§ REQUIREMENTS: Pick out every line in the records below that contains the word "barrier" and copy those lines.

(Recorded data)

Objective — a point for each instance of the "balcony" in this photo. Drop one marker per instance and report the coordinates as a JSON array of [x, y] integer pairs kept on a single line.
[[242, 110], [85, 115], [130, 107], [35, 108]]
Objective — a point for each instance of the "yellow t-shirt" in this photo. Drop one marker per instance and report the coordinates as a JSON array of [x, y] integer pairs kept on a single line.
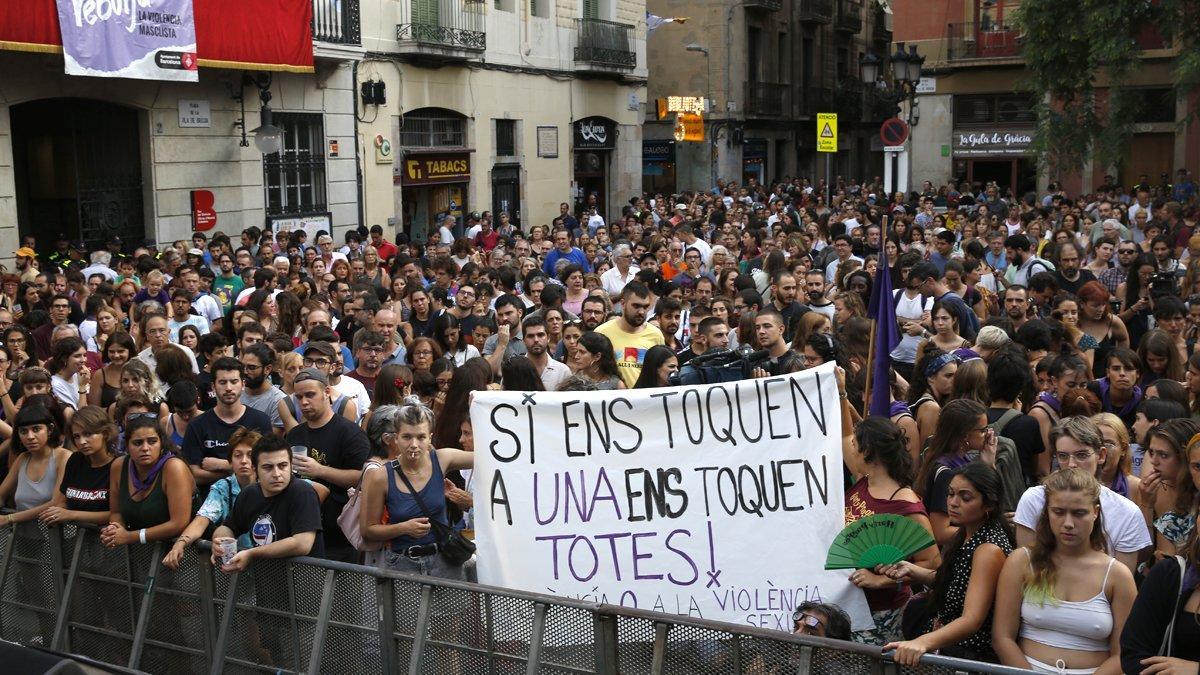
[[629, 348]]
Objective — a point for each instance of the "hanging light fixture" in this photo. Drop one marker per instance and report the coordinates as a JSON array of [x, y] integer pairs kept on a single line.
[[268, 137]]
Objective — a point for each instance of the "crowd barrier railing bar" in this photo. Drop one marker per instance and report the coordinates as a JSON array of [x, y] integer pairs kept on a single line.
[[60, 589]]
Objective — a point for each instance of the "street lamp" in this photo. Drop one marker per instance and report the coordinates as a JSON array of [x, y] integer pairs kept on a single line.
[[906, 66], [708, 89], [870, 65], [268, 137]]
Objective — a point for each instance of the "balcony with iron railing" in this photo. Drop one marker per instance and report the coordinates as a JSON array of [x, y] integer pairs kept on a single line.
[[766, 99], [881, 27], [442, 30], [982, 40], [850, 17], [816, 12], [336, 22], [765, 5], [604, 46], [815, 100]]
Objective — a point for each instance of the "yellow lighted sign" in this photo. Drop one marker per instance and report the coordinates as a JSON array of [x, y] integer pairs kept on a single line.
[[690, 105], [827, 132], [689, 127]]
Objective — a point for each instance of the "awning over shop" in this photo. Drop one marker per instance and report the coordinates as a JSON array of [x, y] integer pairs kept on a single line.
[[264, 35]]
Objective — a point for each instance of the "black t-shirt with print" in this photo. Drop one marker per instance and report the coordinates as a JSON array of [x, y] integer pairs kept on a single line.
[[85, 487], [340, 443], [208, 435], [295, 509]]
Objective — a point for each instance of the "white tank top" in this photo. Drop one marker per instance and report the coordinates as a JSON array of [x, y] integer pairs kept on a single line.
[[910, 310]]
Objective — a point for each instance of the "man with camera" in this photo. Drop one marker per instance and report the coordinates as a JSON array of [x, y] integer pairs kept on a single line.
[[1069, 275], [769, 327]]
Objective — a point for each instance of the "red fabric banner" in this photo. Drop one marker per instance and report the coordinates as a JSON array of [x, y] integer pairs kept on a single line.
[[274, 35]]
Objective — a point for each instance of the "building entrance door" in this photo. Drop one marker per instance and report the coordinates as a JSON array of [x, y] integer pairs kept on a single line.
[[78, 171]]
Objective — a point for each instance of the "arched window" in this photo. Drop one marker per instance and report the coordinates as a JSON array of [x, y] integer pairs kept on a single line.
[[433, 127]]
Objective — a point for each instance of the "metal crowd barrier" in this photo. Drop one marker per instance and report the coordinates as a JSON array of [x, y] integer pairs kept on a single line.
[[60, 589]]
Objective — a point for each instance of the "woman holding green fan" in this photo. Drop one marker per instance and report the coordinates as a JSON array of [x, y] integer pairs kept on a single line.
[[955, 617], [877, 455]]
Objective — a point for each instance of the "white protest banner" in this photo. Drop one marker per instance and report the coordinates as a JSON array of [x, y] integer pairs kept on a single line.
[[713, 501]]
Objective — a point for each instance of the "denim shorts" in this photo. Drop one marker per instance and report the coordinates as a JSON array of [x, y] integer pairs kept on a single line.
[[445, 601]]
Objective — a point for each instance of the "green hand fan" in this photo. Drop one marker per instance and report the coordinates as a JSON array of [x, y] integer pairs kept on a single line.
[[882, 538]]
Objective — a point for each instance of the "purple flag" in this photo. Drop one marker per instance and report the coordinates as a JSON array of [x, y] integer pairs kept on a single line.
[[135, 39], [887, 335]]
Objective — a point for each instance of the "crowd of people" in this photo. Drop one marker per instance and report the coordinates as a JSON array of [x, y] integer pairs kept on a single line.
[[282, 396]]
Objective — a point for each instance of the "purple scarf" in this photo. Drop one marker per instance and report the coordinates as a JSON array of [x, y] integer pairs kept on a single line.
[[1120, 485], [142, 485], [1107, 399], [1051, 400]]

* * *

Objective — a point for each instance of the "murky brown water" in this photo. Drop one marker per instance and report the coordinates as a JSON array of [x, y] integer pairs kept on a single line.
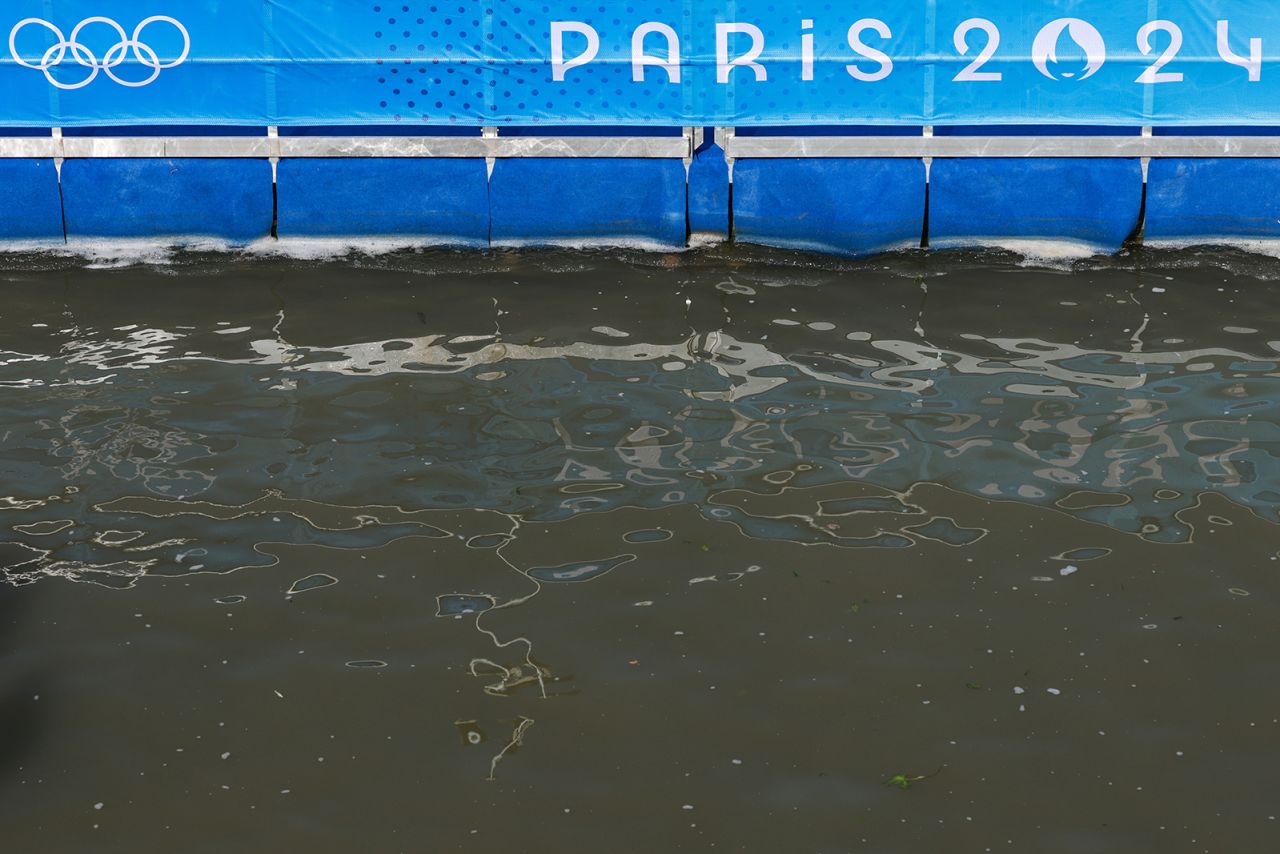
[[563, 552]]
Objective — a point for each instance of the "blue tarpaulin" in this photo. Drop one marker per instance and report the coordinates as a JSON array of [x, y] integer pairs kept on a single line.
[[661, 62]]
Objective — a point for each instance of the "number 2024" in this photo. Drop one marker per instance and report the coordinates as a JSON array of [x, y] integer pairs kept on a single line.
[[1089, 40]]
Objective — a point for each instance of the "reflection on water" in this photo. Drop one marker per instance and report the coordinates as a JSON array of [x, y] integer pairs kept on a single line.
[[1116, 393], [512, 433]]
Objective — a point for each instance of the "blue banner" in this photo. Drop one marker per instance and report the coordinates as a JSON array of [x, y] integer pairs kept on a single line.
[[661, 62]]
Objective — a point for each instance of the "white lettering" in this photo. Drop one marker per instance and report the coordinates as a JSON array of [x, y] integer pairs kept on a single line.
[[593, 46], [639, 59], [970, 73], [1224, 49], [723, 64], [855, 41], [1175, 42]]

§ RESPONSE BELOW:
Objective — a point for each instance of the "crowd barrier railing bar" in this photo. Drop one marker per instance and report the coordinates as a JSON array of [x, y] integer pairs kept on a single line.
Objective — a point for each instance of the "metal crowd barrier" in this photo. Drop one marker per instance and report the coordinates as a JSON array of [x, y] integer pairs kept on a single line.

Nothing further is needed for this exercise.